-- Exercise --
Below are the records. Restate word for word every line from the one that contains "negative clicks: (88, 1237) (96, 1214)" through the final line, both included.

-- Collected data --
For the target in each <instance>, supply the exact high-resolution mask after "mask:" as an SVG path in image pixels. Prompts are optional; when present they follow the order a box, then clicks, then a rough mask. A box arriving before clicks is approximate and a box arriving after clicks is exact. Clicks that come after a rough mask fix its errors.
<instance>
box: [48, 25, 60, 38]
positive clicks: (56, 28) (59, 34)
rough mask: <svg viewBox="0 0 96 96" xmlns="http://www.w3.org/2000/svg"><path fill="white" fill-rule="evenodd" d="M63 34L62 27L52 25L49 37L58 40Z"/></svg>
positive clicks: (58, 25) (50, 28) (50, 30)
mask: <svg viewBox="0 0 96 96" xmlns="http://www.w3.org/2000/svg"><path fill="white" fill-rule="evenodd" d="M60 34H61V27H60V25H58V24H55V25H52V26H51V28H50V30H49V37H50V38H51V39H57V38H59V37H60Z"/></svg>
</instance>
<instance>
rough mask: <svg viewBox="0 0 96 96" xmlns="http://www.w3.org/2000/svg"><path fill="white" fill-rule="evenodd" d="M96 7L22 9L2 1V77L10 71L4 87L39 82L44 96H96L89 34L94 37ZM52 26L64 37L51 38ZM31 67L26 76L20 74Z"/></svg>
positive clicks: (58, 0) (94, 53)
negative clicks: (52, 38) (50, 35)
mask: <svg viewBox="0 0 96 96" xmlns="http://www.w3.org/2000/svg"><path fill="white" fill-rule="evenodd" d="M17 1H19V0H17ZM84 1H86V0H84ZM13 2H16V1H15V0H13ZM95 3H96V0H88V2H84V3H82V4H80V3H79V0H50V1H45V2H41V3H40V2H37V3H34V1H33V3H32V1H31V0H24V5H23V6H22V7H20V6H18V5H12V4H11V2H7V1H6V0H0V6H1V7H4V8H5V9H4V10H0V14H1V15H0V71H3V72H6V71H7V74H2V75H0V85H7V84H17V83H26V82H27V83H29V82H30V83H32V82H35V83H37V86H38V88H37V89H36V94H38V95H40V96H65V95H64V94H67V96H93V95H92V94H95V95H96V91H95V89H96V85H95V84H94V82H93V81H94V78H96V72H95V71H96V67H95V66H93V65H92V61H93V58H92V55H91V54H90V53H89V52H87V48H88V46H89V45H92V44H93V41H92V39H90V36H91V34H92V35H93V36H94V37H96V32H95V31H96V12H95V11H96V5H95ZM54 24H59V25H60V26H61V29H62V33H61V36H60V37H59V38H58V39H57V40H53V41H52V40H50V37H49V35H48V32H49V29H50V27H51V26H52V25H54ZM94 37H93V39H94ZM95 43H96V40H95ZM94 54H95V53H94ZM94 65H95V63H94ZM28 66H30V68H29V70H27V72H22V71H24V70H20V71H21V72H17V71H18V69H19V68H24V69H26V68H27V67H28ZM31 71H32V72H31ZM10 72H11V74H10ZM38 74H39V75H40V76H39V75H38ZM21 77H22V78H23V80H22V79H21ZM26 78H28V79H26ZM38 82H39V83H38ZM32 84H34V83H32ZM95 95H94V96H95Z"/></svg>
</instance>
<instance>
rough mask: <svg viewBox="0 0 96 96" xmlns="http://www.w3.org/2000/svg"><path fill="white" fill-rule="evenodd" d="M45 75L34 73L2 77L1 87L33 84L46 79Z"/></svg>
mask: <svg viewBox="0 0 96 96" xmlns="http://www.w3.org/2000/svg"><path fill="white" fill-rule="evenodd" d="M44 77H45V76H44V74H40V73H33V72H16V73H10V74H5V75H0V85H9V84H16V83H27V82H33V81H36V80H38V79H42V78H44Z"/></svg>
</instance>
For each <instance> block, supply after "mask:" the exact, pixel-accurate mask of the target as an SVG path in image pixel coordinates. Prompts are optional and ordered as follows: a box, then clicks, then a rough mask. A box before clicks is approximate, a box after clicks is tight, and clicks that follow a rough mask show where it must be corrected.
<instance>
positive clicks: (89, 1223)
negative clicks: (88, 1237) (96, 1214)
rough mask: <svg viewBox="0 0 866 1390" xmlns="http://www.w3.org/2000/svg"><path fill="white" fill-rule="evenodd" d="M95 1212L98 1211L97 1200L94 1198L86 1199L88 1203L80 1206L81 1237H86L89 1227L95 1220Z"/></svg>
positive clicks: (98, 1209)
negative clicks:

-- Expected answer --
negative clicks: (88, 1237) (96, 1214)
rough mask: <svg viewBox="0 0 866 1390" xmlns="http://www.w3.org/2000/svg"><path fill="white" fill-rule="evenodd" d="M95 1212L98 1211L97 1200L94 1198L86 1199L88 1203L80 1206L81 1237H86L89 1227L95 1220Z"/></svg>
positive clicks: (98, 1209)
negative clicks:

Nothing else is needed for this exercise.